**Petunjuk Tugas**
1) Dari teks tentang kiamat menurut kosmologi, catat semua nilai suhu dan energi yang disebutkan, lengkap dengan satuannya.
2) Tentukan apakah setiap pernyataan berikut sesuai dengan teks tentang kiamat menurut kosmologi. Jawab ya atau tidak, lalu kutip kata-kata teks yang menjadi penentunya. (a) Cosmic inflation berlangsung lebih dari satu detik. (b) Setelah cosmic inflation berakhir, ruang-waktu terus mengembang. (c) Urutan kiamat dari perspektif kosmologi dimulai dari kehancuran galaksi.
3) Lanjutkan teks tentang kiamat menurut kosmologi, dimulai dari titik setelah kalimat terakhirnya.

═══ Kutipan Dokumen ═══

Jadi urutan kiamat dari perspektif kosmologi dimulai dari kehancuran matahari, kehancuran galaksi, dan kehancuran kain ruang-waktu sebagai flatform semua aktivitas kosmologi.
Bagaimana kosmologi menjelaskan rundown kiamat dalam surat tersebut?
Setiap kehancuran dimulai dengan proses pembentukan, maka narasi kita mulai dari proses pembentukan semesta.
Big bang terjadi sebagai akibat dari transformasi energi potensial tinggi di false vaccum ke energi potensial rendah di real vaccum yang dipicu oleh fluktuasi medan inflaton.
Transformasi energi ini menghasilkan energi kinetik yang sangat besar yang besaran energi dan suhunya berada dalam skala Planck. Peristiwa ini menyebabkan cosmic inflation yang berlangsung sangat cepat, bahkan kurang dari satu detik.
Setelah cosmic inflation berakhir, ruang-waktu terus mengembang. Peristiwa ini dikenal sebagai cosmic expansion.
Peristiwa cosmic inflation yang berlangsung sangat cepat telah menurunkan suhu semesta secara drastis dari suhu pada skala Planck sekitar 10^32 kelvin menjadi hanya 10^9 kelvin saja. Energi kinetik pun menurun dari sekitar 10^19 GeV menjadi 100 GeV saja.

═══ Entri Tersimpan ═══

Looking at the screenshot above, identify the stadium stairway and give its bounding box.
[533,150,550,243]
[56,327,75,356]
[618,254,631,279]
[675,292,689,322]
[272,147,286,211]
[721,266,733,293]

═══

**Jawaban Latihan**
1) 10^32 kelvin, 10^9 kelvin, 10^19 GeV, 100 GeV

2)
(a) Tidak: "bahkan kurang dari satu detik"
(b) Ya: "Setelah cosmic inflation berakhir, ruang-waktu terus mengembang."
(c) Tidak: "dimulai dari kehancuran matahari"

3)
Penurunan suhu dan energi yang mendadak dan drastis itu menyebabkan cosmic perturbation sehingga simetri ruang-waktu pecah. Bagian-bagian tertentu ruang-waktu  menjadi lebih mudah bagi pembentukan partikel sehingga mencetak jejak gravitasi yang lebih besar.
Gravitasi kemudian mengamplikasi cosmic perturbation sehingga pembentukan partikel di wilayah-wilayah ini menjadi lebih cepat. Seiring waktu terbentuklah atom bebas, lalu unsur-unsur hidrogen, helium, dan oksigen. Reaksi fusi hidrogen menjadi helium menghasilkan bintang pertama dengan bantuan gravitasi.
Kemudian gravitasi mengikat bintang-bintang menjadi galaksi. Galaksi-galaksi membentuk galaksi cluster, cosmic web, dan great attractor.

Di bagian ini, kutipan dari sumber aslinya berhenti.